* [Page extract]

■ ■ ■ ■ ■

(Reblogged from http://www.letterdash.com/elgado)
Those of you who have been following my Ubuntu posts will recall my recent frustration with the actual programs, and program installation procedures.
Well, no sooner had I blogged, than Ubuntu heard me and released their 12.04 “Precise Pangolin”. (LOL I have no idea about those animal names. It must be from the “GNU”.)
Firstly: Your user interface is a lot easier. (But I suspect something was broken on my version of xubuntu, and that was causing some of the trouble.)
Secondly, a little information goes a long way. I was informed at the Linux conference (as my brother had undoubtedly done back in September, but all that went whoosh) that you do not go the long route, google a program you want and then try to install. You click on the Ubuntu Software Centre on your “startup” menu.
The thing is beautifully organized. (Windows doesn’t even have one, because there are no free-ware programs Windows wants to offer you.) You look for the field you want to explore; from graphics to web development to layout and publishing, it is organized into categories. You double-click and the Software Centre finds you a list of (thousands, literally) of programs relevant to you. You can even pick whether you only wantto browse Ubuntu-specific freeware, general freeware or programs for purchase.
Each program has a name, a description, a rating, and if you click on “more”, added information. You can see by the ratings not only how well the program is rated but how many ratings it has; therefore you’d maybe trust a program more that has 37 four-and-a-half-star ratings than one that has two 5-star ratings.
The programs themselves tend to be lightweight, they don’t cost all too many megabytes (relevant here in SA; elsewhere in the world this is a completely moot point).
You select programs you want to install, and click “install”, and then you wait. If your internet connection is alright, this should at most take a few minutes. In most cases you don’t even have to click through an install wizard like in Windows; all you do is look the program up in your “start” menu and you’ll find it installed in the right spot.
They are also upgrading programs at a beautiful rate. Many open-source programs can deal with the new formats of Windows programs now. No fuss, no mess, no crashes and no virus.
Yay for Open Source! I’m surprised the stats don’t yet show an absolute stampede.

■ ■ ■ ■ ■

* [Dataset entries]

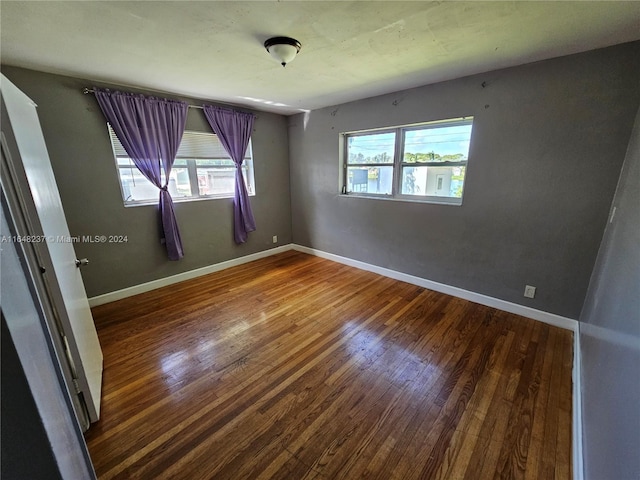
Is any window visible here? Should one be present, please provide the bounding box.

■ ■ ■ ■ ■

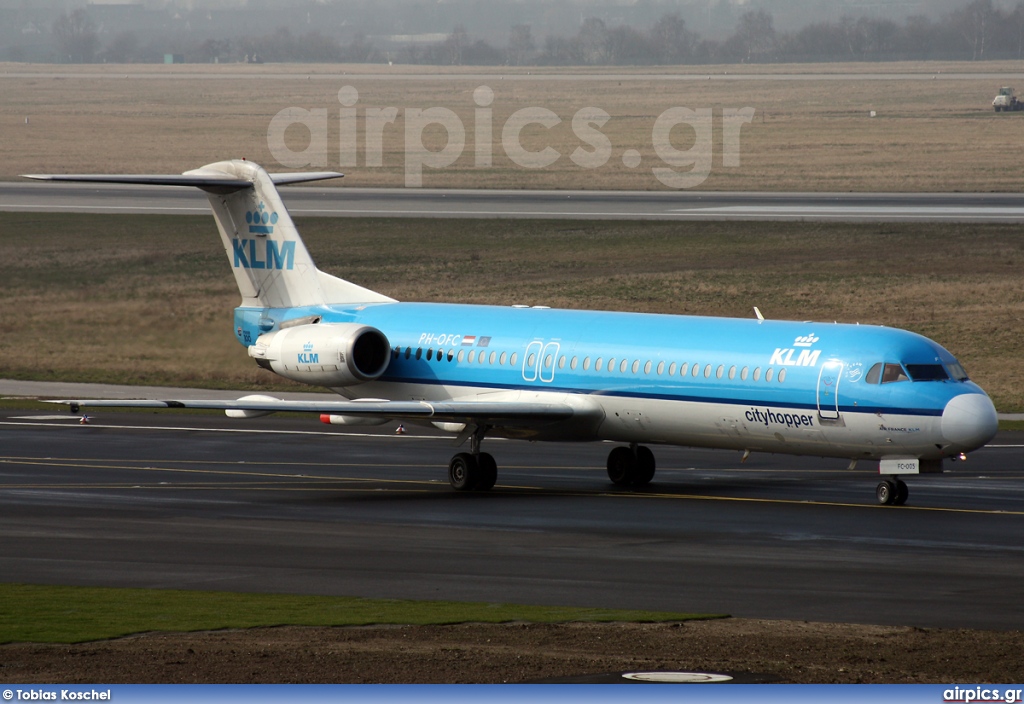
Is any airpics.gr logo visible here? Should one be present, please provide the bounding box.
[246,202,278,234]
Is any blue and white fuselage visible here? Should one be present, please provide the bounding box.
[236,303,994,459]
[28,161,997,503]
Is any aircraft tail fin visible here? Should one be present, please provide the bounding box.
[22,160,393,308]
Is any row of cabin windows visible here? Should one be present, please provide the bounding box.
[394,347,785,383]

■ ■ ■ ■ ■

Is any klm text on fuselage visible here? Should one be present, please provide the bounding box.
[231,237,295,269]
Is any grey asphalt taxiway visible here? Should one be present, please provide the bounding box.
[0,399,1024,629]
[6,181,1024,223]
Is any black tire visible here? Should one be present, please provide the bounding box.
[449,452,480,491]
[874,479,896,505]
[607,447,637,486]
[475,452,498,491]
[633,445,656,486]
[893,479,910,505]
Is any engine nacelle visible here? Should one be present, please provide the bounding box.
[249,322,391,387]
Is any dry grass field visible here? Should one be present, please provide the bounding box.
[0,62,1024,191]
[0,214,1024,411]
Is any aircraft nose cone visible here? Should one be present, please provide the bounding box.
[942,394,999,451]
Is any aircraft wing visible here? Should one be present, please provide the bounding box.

■ ■ ■ ■ ■

* [Problem set]
a: In the Ubuntu post, copy the passage from "Each program has" to "completely moot point).", swapping "megabytes" for "gigabytes".
b: Answer these questions about the Ubuntu post.
(i) Which release did Ubuntu put out after the writer's blog post?
(ii) Where was the writer told to use the Ubuntu Software Centre instead of searching online for programs?
(iii) With a decent internet connection, how long should installing the selected programs take at most?

* [Written answers]
a:
Each program has a name, a description, a rating, and if you click on “more”, added information. You can see by the ratings not only how well the program is rated but how many ratings it has; therefore you’d maybe trust a program more that has 37 four-and-a-half-star ratings than one that has two 5-star ratings.
The programs themselves tend to be lightweight, they don’t cost all too many gigabytes (relevant here in SA; elsewhere in the world this is a completely moot point).

b:
(i) Ubuntu 12.04 "Precise Pangolin"
(ii) At the Linux conference
(iii) A few minutes